- 5.02.2017 00:00
Yapılandırmacılık, bireyin nasıl öğrendiği ile ilgili, bireyin öğrenme sürecinin nasıl işlemesi gerektiği ile ilgili bir kuram. En önemli temsilcileri arasında Jean Piaget (1896-1980), Lev Vygotski (1896-1934) yer alıyor.
Yapılandırmacılığın dayandığı felsefe Pragmatizm, Pragmatizmin (bu arada Yapılandırmacılığın da) esin kaynağı ise Darwin’in evrim teorisidir. Sadece Pragmatizmin mi, Deneyciliğin, Pozitivizm’in hatta Marksizm’in esin kaynakları arasında da Evrim kuramı yer alır.
Pragmatizme göre bilginin “doğru” olup olmadığı kullanımda ortaya çıkar. Yaşama uyum sağlamada kullanılabilen en elverişli bilgi doğru bilgidir, ortak yarara dayalı olarak toplulukça kabul edilen değer, en doğru değerdir.
Oysa bir bilginin ne zaman, nerede işe yarayacağını önsel olarak bilemezsiniz. Bu belirsizlik, Pragmatizmin kullanılmayan/yararlanılmayan bilgi yanlıştır önermesini bir ölçüde boşa çıkarır. Özellikle işlemsel bellekte depolanacak bilgiler için bu daha da geçerlidir.
Örneğin Pragmatist hayatını toprak üstünde geçiren bir insanın yüzme bilmek istemesine bir anlam veremez. Buna anlam verebilmesi için, ona bir çiftçinin bile bir gün denize düşebileceğini, yüzme bilgisine ihtiyaç duyabileceğini açıklamanız gerekecektir.
Sadece kullanım değerine bakarak bir bilginin doğru bilgi olup olmadığına karar verilemez.
Bir eğitim süreci için bunun anlamı, öğrenciye öğretilecek olanı sonuçta önsel olarak belirlemek gerekeceğidir. Bu ise Yapılandırmacı yaklaşımın programın öğrenci ile birlikte sınıfta belirlenmesi ilkesini sakatlayan bir durumdur.
Ne kadar esnek ya da genel belirlense de, adına öğrenci tarafından elde edilene vurgu yapmak için “kazanım” da dense, sonuçta hedef öğretmenindir, davranış ise öğrencinin.
Fakat bu size hele hele “Program içeriğini oluşturmada öğrenciyi de hesaba katma” gibi bir ilkeniz varsa, “Evrim Kuramı benim inancıma ters düşüyor, şunu programdan çıkarıvereyim” deme hakkını vermez. Bu etik olmaz.
· · · · · · ·
** Verilen Görev **
Yukarıdaki Yapılandırmacılık yazısının son cümlesinden sonra gelecek bölümü yazın.
· · · · · · ·
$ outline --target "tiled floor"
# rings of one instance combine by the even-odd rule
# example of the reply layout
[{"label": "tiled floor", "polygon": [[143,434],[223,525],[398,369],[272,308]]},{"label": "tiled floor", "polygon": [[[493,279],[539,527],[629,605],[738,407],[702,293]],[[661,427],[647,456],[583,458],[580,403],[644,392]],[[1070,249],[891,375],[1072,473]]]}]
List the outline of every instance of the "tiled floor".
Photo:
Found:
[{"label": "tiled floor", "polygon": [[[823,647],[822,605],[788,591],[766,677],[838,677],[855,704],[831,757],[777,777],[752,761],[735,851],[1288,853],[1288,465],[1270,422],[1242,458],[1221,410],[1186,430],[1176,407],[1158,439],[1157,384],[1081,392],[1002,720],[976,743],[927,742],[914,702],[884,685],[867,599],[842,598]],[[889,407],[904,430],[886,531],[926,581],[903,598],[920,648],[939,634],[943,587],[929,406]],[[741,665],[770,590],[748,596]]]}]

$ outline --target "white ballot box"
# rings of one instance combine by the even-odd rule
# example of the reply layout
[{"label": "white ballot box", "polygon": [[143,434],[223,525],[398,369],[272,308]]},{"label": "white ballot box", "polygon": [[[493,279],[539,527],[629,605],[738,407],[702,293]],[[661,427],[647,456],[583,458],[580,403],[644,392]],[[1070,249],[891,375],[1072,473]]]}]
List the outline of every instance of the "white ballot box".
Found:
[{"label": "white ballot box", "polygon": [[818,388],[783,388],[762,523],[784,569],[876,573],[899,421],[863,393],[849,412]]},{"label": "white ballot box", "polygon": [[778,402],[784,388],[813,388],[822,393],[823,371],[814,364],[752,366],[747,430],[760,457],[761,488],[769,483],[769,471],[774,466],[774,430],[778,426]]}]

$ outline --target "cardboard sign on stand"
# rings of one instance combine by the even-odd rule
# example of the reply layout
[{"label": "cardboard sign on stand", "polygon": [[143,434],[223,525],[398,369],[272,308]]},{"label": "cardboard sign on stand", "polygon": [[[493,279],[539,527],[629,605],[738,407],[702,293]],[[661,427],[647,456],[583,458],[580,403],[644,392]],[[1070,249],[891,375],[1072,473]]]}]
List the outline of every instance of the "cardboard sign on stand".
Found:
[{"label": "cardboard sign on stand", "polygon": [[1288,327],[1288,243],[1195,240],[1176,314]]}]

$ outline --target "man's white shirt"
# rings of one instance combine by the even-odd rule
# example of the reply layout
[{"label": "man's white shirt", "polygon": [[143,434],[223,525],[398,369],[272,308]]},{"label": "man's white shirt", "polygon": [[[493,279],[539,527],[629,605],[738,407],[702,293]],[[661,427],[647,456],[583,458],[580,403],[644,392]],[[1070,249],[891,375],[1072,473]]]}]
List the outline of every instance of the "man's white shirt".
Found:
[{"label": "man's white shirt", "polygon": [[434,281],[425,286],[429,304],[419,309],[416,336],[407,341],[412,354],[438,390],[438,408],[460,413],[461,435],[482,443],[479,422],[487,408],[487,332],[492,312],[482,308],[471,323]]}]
· · · · · · ·
** Göreve Yanıt **
Öğretmen sınıf içinde ulaşacağı hedefi belirlemeden, programını yapmadan sınıfa giremez, girmemelidir. Fakat siz madem yapılandırmacısınız, en azından öğrencinin yapılandıracaklarını öğretmene program malzemesi sağlamak adına genel mevzuat biçiminde belirlemeniz gerekir. Fakat siz öyle yapmıyor, öğretilecekleri birer direktif şeklinde belirliyorsunuz. Nerede kaldı yapılandırmacılık?
Yapılandırmacı, bilgiyi önceden keşfedilmiş, kabule hazır dogmalar halinde sınıfa getirmemekte yerden göğe haklıdır. Bilginin ihtiyaçlarına, güdülenmişliğine, çevresi ile ve doğa ile kuracağı ilişkiye göre öğrenci tarafından yaşantı içinde üretilmesi gerekir. Bilginin öğrencide kalıcı olması buna bağlıdır. Başka türlüsü düşünülemez.
Öyle ise öğretmen ne yapacaktır? “Yüzme nedir”, “Nasıl gerçekleşir” diye bir soru ile sınıfa gelemez. “Eğer bir gün bindiğiniz gemide yangın çıkar, suya atlamak zorunda kalırsanız, suyun üstünde nasıl kalabilirsiniz?” diye bir soru ile sınıfa gelmesi gerekir. Yüzme eylemini öğrenci için deneyimi içinde keşfedeceği bir proje haline getirmesi gerekir. Öğrenci bilgiye ilk elden ve kendi deneyimi ile ulaşmalıdır.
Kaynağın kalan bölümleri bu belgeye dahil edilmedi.